OPDRACHT: Welke regels in de records hieronder bevatten het woord "tire"? Vermeld elk van die regels volledig.

--- --- ---

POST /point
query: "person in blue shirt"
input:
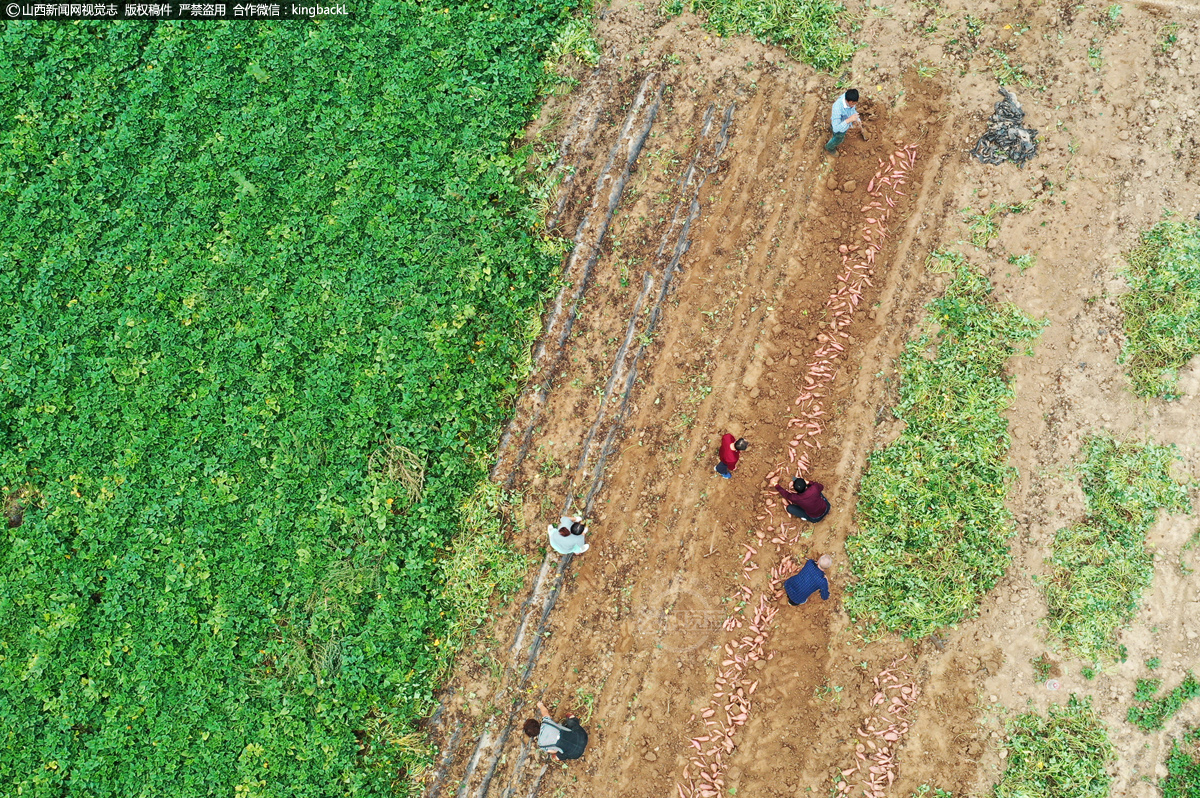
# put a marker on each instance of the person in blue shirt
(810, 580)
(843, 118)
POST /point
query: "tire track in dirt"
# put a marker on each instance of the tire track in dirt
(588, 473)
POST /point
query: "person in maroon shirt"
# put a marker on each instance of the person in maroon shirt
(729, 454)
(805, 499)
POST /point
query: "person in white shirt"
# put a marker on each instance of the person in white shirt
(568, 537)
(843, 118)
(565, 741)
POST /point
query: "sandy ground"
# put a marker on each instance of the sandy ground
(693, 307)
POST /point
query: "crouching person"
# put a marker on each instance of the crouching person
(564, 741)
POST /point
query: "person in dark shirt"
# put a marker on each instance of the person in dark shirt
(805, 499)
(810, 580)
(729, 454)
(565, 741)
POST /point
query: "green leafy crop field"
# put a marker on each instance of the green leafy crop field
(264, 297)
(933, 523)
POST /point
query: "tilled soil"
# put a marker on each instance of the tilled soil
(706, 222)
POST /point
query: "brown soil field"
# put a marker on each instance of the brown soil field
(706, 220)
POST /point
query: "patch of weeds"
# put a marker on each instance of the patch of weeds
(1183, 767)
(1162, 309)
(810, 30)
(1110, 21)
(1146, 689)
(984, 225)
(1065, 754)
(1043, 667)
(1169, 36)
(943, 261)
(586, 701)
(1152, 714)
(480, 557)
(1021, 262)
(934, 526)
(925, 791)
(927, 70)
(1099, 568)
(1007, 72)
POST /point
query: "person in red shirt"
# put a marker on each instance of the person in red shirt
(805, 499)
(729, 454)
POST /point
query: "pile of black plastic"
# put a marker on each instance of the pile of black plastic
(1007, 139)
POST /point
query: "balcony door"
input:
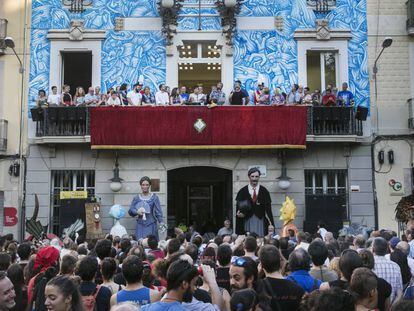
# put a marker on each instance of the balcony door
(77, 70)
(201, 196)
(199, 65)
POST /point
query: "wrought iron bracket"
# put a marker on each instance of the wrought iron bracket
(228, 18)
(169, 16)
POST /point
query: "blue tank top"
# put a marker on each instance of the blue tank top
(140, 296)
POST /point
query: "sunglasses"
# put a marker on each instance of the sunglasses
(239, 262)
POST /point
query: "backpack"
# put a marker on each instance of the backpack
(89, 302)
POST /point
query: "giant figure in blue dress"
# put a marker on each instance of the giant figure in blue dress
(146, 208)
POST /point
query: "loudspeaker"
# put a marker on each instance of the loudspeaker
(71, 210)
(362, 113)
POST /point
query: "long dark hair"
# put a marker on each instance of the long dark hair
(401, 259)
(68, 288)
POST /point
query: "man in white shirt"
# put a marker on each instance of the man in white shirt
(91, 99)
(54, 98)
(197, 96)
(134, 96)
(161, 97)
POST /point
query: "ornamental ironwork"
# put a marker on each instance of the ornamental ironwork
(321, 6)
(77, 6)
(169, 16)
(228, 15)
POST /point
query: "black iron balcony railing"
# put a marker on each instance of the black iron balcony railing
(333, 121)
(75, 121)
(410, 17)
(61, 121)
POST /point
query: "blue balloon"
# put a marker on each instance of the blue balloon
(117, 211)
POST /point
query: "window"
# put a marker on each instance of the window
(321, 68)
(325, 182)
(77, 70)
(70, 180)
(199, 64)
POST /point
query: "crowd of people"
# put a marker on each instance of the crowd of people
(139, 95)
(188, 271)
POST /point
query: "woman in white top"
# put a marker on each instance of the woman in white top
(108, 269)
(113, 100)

--- --- ---

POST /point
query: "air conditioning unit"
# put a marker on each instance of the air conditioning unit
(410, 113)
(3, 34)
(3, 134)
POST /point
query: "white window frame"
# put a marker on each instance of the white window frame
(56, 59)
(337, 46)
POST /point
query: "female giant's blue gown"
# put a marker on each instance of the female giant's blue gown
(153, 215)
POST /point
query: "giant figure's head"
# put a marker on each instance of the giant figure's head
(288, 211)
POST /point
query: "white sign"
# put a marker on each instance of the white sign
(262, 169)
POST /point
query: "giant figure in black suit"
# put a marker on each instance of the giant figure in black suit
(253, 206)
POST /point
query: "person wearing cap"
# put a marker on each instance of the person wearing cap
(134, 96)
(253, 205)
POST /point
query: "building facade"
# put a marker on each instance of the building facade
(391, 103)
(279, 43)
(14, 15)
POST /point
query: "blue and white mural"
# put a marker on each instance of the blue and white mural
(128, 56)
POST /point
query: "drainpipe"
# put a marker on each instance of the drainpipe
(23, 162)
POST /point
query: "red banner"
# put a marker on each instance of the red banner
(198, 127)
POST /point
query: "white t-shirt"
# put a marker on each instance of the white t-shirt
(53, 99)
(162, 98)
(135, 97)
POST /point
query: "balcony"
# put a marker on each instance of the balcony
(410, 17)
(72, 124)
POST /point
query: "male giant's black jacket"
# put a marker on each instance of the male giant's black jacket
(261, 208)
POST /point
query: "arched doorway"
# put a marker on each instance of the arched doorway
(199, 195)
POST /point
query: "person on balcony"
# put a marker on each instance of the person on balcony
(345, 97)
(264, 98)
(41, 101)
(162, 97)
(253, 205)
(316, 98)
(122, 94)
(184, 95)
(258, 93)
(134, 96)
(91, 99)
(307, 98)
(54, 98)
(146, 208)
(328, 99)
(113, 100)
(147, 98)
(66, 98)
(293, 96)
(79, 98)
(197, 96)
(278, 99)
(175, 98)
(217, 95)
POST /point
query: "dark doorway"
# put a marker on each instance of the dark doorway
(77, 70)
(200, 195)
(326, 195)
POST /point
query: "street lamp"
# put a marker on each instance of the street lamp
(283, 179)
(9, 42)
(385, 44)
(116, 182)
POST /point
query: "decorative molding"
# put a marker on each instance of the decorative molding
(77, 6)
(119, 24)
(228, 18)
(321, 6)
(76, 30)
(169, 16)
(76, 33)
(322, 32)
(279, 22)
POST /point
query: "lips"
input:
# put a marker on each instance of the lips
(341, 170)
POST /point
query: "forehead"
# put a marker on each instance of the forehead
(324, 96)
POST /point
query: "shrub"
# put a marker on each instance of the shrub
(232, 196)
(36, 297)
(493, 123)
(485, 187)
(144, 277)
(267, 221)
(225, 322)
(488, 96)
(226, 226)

--- --- ---

RESULTAAT:
query: "tire track in dirt"
# put a marker on each instance of the tire track in dirt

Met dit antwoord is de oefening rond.